RECORDS FOR THE TASK section start

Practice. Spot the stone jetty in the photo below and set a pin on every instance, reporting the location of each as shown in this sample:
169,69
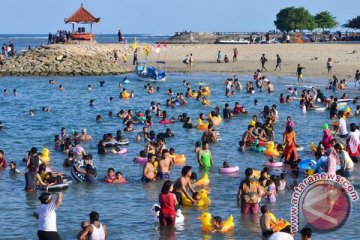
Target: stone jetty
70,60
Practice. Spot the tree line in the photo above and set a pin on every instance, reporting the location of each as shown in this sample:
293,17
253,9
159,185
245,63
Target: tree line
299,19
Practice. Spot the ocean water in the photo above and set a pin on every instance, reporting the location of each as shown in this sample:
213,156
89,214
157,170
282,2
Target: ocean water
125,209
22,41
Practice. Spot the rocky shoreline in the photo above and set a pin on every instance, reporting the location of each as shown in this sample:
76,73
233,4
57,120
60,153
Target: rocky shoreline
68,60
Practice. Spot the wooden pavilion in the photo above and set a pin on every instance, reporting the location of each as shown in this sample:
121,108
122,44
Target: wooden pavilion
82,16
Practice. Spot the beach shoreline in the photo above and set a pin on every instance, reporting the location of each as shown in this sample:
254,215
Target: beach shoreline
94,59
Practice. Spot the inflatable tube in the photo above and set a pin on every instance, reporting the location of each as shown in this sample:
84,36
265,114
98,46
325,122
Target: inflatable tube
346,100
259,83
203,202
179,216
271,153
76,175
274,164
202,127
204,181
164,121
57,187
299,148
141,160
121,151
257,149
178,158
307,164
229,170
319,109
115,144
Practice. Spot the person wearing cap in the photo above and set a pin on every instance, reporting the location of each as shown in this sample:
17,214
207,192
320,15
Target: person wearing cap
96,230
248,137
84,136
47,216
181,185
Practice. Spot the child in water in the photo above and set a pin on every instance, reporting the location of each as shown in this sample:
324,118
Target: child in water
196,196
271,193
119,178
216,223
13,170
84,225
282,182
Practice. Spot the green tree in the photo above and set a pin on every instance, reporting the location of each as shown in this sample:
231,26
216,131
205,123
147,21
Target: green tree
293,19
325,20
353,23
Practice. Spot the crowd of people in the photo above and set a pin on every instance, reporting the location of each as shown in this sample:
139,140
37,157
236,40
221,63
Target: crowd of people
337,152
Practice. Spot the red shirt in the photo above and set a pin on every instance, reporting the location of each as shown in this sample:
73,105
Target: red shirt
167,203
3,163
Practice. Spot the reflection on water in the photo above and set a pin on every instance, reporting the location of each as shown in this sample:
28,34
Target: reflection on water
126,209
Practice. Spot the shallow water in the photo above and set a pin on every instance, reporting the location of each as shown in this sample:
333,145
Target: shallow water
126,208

RECORDS FOR THE TASK section end
RECORDS FOR THE TASK section start

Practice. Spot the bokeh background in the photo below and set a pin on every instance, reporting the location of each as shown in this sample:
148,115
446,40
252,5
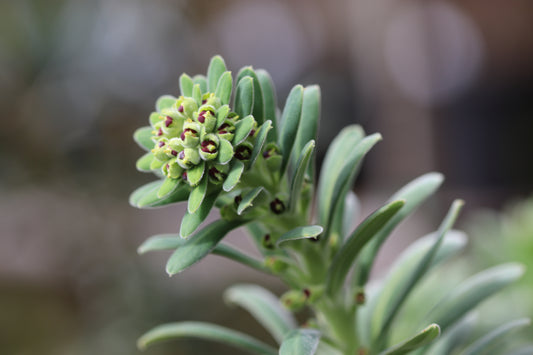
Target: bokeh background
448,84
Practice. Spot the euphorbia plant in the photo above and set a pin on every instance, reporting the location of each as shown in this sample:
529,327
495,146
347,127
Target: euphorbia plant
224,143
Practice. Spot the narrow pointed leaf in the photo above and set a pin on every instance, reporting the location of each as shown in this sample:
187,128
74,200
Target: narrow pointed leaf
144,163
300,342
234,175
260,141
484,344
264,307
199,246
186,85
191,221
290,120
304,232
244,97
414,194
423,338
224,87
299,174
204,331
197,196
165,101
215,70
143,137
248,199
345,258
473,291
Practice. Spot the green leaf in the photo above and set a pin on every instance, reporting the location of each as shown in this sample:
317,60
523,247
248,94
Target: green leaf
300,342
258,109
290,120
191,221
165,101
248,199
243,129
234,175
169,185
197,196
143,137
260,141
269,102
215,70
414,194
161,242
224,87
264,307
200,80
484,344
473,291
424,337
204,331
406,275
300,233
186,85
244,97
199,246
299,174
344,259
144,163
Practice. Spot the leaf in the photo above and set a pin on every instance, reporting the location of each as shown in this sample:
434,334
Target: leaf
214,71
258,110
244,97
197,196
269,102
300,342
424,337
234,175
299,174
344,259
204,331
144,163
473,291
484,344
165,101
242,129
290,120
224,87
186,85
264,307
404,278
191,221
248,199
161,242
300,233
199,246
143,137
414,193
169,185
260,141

RECORDS FOR THE TASK section end
RECORDS FOR THE TASK section start

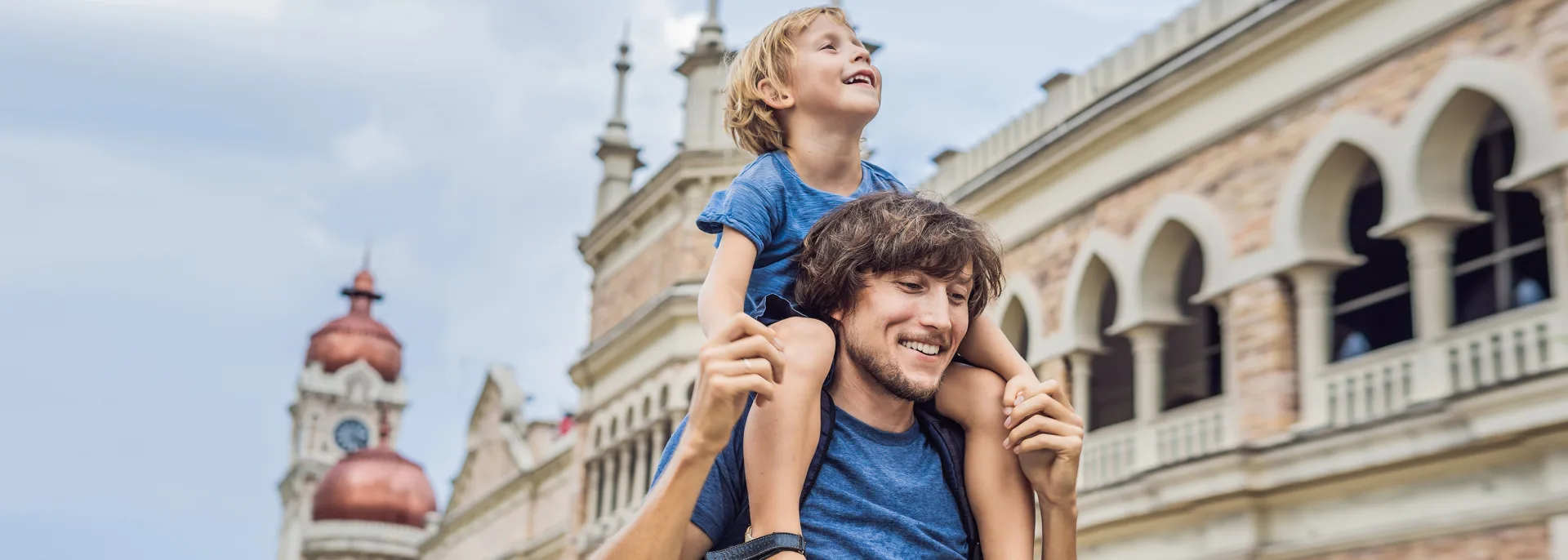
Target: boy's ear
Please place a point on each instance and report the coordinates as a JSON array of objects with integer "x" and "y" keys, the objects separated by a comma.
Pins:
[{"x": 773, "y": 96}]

RECORDS FOR THE TASK section end

_TASK INSTRUCTIONS_.
Which lines in the entries above contain "below"? Pull each of them out.

_EXERCISE RESULT_.
Practice. Spot the stone jetty in the photo below and set a pin on every instance, reporting the location of each as shown in this sample:
Practice. Spot the bokeh background in the photo below and set a pin on every instance, reporting the location of each as shown in this sample:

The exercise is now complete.